- _Material for this task_:
begin
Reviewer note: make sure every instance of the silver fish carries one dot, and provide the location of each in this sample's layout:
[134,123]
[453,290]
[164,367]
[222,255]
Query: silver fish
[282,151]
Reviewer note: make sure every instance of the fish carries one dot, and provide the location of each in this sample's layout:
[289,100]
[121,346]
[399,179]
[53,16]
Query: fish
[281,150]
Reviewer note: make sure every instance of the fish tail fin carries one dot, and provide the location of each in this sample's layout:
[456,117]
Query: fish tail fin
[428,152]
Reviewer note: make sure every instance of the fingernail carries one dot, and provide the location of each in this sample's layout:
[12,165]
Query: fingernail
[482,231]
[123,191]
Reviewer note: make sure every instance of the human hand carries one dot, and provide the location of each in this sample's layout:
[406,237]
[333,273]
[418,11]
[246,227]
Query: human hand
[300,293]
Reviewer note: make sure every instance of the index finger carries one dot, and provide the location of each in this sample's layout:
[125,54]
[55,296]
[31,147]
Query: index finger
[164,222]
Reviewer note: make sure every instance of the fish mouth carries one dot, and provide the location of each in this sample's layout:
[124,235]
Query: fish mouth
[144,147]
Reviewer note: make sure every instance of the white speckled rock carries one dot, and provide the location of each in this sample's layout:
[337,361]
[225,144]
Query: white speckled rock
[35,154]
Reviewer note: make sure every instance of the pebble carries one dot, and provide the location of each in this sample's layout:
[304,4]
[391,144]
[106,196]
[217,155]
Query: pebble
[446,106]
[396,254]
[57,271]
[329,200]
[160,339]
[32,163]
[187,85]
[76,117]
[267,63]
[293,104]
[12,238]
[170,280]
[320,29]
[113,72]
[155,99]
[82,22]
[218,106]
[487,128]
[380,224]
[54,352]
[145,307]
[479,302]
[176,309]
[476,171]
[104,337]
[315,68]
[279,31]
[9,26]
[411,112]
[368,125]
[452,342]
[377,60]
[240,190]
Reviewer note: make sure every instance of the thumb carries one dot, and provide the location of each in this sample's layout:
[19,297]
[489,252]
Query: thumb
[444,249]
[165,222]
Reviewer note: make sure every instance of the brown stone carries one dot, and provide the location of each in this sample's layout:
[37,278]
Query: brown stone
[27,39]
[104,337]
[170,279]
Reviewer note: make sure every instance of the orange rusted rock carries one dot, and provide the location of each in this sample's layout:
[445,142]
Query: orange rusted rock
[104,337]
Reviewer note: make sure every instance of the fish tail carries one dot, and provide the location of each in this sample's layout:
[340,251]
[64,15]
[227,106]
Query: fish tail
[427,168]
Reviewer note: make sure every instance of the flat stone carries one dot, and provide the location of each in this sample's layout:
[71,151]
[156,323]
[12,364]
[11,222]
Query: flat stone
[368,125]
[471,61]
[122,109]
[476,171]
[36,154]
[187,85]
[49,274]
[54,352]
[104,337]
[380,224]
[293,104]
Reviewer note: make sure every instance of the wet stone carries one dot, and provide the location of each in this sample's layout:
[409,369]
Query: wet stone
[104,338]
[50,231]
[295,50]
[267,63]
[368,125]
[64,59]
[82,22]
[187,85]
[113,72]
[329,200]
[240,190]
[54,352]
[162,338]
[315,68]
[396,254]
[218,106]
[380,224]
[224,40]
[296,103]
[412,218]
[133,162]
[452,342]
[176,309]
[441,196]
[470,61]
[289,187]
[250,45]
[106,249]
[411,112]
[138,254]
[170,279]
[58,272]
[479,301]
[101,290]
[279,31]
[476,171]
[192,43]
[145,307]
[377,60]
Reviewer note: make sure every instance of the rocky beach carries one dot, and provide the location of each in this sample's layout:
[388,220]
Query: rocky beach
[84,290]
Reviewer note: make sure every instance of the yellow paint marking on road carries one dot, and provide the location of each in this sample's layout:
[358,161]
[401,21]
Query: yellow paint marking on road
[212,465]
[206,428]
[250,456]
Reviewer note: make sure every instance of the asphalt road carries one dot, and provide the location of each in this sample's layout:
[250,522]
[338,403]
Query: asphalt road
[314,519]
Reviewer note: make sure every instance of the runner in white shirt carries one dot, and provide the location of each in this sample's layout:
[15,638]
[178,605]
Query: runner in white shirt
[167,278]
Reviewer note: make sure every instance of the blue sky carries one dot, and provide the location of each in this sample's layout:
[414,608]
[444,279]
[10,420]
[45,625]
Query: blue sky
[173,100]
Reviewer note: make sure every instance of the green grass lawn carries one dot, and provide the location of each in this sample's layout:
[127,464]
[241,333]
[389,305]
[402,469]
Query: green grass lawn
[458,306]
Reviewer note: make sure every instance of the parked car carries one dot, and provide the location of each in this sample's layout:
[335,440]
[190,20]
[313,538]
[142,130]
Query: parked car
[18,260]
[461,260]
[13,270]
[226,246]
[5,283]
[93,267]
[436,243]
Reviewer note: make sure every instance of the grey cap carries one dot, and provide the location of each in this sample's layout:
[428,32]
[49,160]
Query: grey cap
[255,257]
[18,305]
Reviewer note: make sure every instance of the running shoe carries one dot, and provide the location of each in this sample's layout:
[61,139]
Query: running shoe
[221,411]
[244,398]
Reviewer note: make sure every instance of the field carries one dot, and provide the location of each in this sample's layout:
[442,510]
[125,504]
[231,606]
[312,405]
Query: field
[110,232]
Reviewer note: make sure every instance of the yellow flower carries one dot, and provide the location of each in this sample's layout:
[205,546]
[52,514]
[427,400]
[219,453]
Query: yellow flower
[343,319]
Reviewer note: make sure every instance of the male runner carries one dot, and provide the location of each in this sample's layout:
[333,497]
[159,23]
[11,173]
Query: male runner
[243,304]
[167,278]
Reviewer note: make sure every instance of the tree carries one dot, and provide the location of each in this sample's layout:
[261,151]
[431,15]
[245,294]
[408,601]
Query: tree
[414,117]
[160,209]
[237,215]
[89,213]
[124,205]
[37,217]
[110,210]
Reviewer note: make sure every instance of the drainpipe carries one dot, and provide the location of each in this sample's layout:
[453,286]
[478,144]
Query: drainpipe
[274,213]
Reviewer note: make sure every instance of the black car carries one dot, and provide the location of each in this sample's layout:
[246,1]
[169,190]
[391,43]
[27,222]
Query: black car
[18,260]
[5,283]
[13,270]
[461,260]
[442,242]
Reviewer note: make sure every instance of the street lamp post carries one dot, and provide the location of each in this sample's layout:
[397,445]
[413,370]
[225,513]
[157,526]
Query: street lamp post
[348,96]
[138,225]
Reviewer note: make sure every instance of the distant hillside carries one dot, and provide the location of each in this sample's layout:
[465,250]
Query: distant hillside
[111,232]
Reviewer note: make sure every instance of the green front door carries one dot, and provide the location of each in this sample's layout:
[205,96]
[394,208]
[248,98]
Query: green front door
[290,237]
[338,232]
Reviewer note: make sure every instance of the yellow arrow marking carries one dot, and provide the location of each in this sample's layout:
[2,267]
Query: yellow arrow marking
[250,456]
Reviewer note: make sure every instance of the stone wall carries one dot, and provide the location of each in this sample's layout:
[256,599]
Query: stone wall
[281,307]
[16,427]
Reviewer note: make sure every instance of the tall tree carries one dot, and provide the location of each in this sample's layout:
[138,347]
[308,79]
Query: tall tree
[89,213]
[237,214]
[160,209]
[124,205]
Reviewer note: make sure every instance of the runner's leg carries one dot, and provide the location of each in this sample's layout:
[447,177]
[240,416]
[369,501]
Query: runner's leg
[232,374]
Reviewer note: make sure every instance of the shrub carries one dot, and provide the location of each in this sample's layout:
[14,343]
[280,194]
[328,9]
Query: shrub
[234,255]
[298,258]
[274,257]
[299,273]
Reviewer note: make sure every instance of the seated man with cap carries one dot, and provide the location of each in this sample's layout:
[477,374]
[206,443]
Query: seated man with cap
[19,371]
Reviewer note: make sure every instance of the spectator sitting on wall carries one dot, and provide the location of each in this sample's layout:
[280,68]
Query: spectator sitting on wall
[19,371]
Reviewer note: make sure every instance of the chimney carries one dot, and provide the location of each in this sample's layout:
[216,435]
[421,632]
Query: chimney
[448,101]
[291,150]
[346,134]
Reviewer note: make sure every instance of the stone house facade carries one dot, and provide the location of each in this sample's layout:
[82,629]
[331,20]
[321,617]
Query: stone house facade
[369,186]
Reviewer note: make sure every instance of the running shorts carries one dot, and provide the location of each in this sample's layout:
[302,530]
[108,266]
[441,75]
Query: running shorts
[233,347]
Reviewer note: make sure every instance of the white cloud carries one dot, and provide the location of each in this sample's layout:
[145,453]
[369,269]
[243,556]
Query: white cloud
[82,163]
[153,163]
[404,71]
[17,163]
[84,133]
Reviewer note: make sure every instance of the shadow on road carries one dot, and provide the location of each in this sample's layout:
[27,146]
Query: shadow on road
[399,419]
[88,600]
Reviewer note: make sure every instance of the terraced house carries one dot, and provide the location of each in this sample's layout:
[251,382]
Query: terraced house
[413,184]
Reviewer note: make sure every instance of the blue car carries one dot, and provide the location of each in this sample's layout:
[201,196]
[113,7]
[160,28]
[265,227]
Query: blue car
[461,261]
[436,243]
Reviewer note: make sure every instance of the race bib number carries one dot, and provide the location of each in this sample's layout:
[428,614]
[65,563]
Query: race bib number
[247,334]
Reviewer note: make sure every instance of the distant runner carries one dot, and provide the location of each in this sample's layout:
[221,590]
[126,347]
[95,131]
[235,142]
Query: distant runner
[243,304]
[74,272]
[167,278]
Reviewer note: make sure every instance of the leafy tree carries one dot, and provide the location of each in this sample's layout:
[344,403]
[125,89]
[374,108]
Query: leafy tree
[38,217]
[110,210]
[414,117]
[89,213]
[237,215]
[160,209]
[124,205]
end
- _Exercise instructions_: Please quote exactly the lines from the one containing "Reviewer note: make sure every instance of the stone house" through the last line of the records above, both included, and nothing else.

- _Exercise output_:
Reviewer note: make sure every instance of the stone house facade carries one dot, and provide the location of each in this sample's layout:
[82,629]
[331,20]
[321,617]
Query: stone house facade
[369,186]
Reviewer note: make sure every instance of the running shorts carries one dot, and provide the location of each in this sample's layout:
[302,530]
[108,266]
[441,75]
Query: running shorts
[233,347]
Reviewer note: make sure every instance of the white cloud carries one dot, and provide the location of each in this sample's layout:
[145,453]
[369,269]
[243,556]
Query: white cloud
[82,163]
[153,163]
[404,71]
[17,163]
[84,133]
Reviewer note: make sure every instance of the shadow on road carries one dot, and provide the location of each in this sample's layout:
[27,146]
Query: shadow on road
[399,419]
[88,600]
Reviewer note: make sure every instance of the terraced house carries one dot, and provide the location of each in this sample's layout:
[251,382]
Query: terraced house
[413,184]
Reviewer note: make sure every instance of the blue car carries one dot, and provide the location of each in this sample's layout:
[201,196]
[113,7]
[160,28]
[265,227]
Query: blue car
[461,261]
[436,243]
Reviewer note: make sure every instance of the race bib number carries one dot, and provide the location of each in this sample's layout:
[428,614]
[65,563]
Query: race bib number
[247,334]
Reviewer note: make sure every instance of the distant runner carries one dot, and provide the location of each in this sample's layout:
[221,590]
[126,347]
[95,131]
[235,142]
Query: distant runner
[243,304]
[74,272]
[167,278]
Reviewer note: make sure every instance of the leafy tree carries one dot, and provide the location of each in this sample's layout:
[344,403]
[125,89]
[374,108]
Query: leafy tree
[38,217]
[110,210]
[414,117]
[89,213]
[237,215]
[160,209]
[124,205]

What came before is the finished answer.